Please give again, word for word, the lines that lie between the start of the listing below and the line with "Target: white tooth", both included.

__Recorded data__
:::
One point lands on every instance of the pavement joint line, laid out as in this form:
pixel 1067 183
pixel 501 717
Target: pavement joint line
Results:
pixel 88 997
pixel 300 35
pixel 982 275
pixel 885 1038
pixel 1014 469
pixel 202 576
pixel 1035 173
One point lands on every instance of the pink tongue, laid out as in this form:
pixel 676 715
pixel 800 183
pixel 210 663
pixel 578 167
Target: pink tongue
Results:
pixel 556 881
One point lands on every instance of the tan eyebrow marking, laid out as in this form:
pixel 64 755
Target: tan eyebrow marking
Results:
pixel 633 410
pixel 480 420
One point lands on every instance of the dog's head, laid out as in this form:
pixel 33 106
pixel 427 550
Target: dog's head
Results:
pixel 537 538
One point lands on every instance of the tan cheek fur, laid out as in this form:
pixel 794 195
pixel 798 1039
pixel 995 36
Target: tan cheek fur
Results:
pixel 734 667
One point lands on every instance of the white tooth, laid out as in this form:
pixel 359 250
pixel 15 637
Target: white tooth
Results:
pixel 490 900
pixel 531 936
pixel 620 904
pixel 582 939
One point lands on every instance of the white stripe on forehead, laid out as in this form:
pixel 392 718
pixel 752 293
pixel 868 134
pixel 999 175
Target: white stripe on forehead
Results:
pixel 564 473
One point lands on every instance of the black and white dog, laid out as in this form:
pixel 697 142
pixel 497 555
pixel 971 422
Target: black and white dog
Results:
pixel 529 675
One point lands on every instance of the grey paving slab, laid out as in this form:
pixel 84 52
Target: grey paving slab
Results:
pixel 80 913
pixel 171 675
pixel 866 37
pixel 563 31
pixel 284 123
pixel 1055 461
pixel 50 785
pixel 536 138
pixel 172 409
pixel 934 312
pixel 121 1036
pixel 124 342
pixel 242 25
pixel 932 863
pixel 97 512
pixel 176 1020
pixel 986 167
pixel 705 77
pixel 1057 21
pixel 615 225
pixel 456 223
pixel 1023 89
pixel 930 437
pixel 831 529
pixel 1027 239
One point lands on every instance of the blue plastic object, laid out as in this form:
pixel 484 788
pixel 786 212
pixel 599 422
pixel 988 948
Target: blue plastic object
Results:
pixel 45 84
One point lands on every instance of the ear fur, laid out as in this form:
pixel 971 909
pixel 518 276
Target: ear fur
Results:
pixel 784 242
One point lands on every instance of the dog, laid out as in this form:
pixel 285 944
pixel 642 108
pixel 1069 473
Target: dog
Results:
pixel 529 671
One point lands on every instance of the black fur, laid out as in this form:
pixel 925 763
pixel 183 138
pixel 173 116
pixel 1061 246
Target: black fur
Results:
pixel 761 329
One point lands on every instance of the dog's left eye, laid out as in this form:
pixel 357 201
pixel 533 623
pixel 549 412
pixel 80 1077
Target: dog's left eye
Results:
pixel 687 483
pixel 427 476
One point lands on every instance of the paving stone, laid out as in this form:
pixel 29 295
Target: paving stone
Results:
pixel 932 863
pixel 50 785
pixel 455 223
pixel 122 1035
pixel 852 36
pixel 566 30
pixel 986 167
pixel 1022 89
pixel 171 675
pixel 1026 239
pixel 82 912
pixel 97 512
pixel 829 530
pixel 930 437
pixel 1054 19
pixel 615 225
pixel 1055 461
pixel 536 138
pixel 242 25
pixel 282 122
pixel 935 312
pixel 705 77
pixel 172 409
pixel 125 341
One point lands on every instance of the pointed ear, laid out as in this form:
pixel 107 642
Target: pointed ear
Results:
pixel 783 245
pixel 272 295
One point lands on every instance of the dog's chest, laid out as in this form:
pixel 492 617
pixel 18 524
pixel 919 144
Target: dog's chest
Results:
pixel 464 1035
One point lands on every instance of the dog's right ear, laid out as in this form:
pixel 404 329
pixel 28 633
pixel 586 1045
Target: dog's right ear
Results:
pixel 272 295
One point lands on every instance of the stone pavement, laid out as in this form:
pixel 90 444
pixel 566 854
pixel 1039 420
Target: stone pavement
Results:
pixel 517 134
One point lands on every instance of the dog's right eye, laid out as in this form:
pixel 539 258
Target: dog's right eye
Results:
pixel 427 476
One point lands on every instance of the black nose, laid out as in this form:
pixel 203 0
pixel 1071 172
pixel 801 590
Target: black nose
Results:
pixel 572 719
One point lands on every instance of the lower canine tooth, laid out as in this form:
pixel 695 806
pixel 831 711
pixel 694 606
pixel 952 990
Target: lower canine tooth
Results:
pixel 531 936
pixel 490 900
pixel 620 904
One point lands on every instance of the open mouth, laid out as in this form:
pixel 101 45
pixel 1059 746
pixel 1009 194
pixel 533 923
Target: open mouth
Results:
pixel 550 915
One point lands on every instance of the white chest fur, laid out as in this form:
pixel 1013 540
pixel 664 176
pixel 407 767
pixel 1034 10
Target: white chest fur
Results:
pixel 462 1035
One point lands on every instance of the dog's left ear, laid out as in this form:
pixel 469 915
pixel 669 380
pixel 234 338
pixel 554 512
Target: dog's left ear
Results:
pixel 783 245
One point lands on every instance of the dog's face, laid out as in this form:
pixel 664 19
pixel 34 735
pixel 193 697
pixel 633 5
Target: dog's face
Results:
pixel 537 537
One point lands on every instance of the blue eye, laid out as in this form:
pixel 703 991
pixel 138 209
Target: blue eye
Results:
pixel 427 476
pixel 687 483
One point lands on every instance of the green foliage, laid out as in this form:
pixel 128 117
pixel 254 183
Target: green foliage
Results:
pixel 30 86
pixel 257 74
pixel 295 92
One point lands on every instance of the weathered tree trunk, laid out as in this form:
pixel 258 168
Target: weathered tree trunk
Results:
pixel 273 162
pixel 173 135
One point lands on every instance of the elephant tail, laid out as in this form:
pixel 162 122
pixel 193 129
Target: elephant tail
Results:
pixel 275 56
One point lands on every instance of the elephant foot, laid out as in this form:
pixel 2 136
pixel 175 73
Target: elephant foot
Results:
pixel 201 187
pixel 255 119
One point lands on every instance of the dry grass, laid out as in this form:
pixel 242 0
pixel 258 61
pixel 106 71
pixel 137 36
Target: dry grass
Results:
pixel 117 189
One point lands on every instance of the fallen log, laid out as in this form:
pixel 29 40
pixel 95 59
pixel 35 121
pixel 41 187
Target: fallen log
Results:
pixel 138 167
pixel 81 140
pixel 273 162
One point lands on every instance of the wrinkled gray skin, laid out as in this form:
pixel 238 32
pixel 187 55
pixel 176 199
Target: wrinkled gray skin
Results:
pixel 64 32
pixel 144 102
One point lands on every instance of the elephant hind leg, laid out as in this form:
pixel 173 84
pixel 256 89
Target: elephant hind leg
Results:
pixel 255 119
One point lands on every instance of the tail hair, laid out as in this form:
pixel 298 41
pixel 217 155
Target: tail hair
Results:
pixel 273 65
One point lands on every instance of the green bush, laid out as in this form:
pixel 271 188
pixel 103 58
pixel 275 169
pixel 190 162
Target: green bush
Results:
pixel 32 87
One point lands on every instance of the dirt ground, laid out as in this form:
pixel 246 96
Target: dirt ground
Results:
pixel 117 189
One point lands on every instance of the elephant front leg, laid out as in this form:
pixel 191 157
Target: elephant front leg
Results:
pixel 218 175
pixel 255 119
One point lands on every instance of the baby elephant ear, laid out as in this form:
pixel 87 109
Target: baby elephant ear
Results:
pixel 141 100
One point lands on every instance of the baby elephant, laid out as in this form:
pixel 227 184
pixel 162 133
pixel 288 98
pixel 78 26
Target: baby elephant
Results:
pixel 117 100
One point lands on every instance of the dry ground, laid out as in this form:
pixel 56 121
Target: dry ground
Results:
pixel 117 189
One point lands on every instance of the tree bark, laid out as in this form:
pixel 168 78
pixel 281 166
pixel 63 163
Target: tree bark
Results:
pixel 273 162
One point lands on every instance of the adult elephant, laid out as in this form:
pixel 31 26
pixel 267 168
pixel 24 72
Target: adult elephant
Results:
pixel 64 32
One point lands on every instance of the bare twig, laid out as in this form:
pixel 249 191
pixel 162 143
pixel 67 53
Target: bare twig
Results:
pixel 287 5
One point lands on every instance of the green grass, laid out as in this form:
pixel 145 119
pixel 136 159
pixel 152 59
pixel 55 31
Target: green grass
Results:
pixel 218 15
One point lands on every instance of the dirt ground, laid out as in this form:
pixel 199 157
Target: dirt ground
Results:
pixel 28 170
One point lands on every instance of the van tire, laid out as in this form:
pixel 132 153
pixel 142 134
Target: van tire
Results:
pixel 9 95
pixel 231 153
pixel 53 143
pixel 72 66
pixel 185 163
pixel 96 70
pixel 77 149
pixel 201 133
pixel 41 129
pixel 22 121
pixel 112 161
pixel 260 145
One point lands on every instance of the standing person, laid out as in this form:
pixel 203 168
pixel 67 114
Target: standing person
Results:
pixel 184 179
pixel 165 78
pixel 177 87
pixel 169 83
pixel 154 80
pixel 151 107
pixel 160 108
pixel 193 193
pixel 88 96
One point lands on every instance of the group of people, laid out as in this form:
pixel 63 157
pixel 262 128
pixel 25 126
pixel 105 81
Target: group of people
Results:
:::
__Solution for this problem__
One point lands on every instance of the pavement joint line, laid out as in this form:
pixel 1067 183
pixel 501 717
Target: pavement joint line
Results:
pixel 88 997
pixel 300 35
pixel 982 275
pixel 885 1038
pixel 1014 469
pixel 202 576
pixel 1035 173
One point lands on every instance of the pink tongue, laid out as in this form:
pixel 676 715
pixel 800 183
pixel 210 663
pixel 578 167
Target: pink tongue
Results:
pixel 556 881
One point lands on every instance of the tan eyebrow marking, laid out as in this form:
pixel 64 755
Target: tan eyebrow marking
Results:
pixel 633 410
pixel 480 420
One point lands on every instance of the dog's head, laid out as in this form:
pixel 33 106
pixel 427 550
Target: dog's head
Results:
pixel 537 538
One point lands on every instance of the tan cheek fur, laid out as in this form:
pixel 794 195
pixel 798 1039
pixel 995 36
Target: tan cheek fur
Results:
pixel 734 667
One point lands on every instance of the white tooth, laid out as in this form:
pixel 359 250
pixel 15 637
Target: white tooth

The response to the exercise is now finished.